> [Task requirements] Images should be left out, and everything else in the listing reproduced exactly.

> [Material for this task]
-- BEGIN --
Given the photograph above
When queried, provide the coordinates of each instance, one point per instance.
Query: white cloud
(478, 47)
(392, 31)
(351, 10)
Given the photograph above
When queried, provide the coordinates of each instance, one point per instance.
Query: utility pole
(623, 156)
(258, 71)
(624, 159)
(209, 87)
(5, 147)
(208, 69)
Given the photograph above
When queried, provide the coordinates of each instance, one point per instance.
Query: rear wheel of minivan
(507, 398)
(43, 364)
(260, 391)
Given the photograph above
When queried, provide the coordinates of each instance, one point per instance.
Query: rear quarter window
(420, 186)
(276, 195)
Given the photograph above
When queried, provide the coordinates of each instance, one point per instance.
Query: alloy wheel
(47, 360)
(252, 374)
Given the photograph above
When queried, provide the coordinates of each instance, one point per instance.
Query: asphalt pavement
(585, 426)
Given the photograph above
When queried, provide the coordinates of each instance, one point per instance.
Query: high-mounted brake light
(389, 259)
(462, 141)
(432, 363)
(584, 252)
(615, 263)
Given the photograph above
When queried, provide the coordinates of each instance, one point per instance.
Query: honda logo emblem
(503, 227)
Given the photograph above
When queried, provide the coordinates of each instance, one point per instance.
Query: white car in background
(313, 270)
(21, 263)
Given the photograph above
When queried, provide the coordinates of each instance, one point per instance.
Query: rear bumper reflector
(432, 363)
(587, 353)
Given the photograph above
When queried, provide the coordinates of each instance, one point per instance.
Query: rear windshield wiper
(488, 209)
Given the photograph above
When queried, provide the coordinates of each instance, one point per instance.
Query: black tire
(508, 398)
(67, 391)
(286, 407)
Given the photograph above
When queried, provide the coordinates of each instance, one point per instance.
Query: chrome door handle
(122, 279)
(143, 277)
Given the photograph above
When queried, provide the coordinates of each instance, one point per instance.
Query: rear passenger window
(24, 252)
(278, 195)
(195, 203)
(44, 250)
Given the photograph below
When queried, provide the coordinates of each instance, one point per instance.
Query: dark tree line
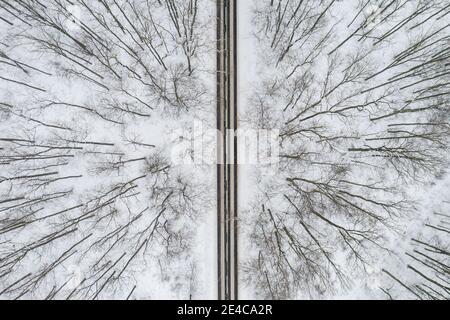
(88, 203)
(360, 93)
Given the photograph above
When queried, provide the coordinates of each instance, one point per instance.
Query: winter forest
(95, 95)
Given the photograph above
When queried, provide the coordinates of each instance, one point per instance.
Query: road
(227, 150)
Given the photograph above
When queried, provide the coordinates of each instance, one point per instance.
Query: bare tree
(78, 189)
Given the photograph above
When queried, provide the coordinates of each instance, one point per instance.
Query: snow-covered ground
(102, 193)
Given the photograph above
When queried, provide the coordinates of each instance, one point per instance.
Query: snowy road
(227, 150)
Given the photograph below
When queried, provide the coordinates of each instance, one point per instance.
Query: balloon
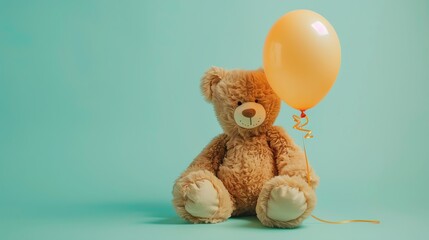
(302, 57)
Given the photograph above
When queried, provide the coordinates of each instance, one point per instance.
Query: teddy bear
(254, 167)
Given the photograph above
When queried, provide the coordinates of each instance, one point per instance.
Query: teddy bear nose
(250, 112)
-- END --
> [Response for this exercise]
Given the photograph above
When queried, provide the coordinates of each instance, one point per instance.
Query: white cloud
(478, 47)
(392, 31)
(351, 10)
Given the photograph above
When queried, provide the coordinates of each instance, one point per instance.
Query: utility pole
(623, 156)
(258, 71)
(624, 159)
(209, 87)
(5, 147)
(208, 69)
Given the photograph above
When queried, provide the coordinates of each instance, one point per instance.
Query: rear wheel of minivan
(507, 398)
(43, 364)
(260, 391)
Given the photograph above
When queried, provide the coordinates of each instance, one point per instance.
Query: rear quarter window
(420, 186)
(276, 195)
Given the photograph above
When queried, provide the coordinates of each instance, one point per instance.
Query: alloy wheel
(47, 360)
(252, 374)
Given the photograph above
When queried, provide the coordinates of each instance, one point per instance.
Query: asphalt pavement
(585, 426)
Given the photograph above
When queried, provide the coordinates of each instance, one point per instance.
Query: high-mounted brake light
(389, 259)
(462, 141)
(432, 363)
(584, 252)
(615, 263)
Given the photograph above
When queried, provide the coordinates of each instance, one point per instance.
Query: honda logo emblem
(503, 227)
Given the photograph above
When queried, provide the coordinates of each instance, one point per instance.
Query: white car in background
(313, 270)
(21, 263)
Given the photograph above
When queried, provide the coordinates of each instance, one point per instance.
Query: rear bumper reflector
(432, 363)
(587, 353)
Given the photograph above
When queried, provide the coordinates of each instance, one point per instance.
Query: rear windshield wiper
(488, 209)
Given the photograph above
When queried, provide the coordinates of each instance, one point per instance.
Query: black tire
(508, 398)
(67, 391)
(286, 407)
Given the photograph above
When queried, provide the coordinates of each instance, one point per instance.
Query: chrome door handle
(122, 279)
(143, 277)
Given the photograph above
When queried, provide the coordinates of each instance, one point per instance.
Query: rear passenger window
(24, 252)
(278, 195)
(195, 203)
(44, 250)
Given the photograph below
When queried, provide the coordinates of each instance, one point per instance.
Query: dark tree line
(88, 203)
(360, 93)
Given the photograph above
When queried, provide the coordinates of each instance, one point per instance.
Query: winter forest
(95, 95)
Given the photograph above
When queried, provide the coordinates of each instance, one point per instance.
Query: road
(227, 150)
Given the photograph above
When queried, provide the coordinates of each instance, one point per instance.
Query: bare tree
(78, 189)
Given the photograph above
When queried, provide the coordinates of each instance, one point per instance.
Query: snow-covered ground
(102, 193)
Given the photograph above
When queried, provide the coordinates of each instance, one point per instance.
Query: snowy road
(227, 150)
Given the photograph below
When queried, provide the coordinates of each instance, one point per instance.
Query: balloon
(302, 57)
Given the photograph above
When queried, provide the coordinates of each instance, one point per instance.
Query: teddy bear
(254, 167)
Given the photograph above
When queried, provide the coordinates of each instance, one point per instance.
Query: teddy bear nose
(250, 112)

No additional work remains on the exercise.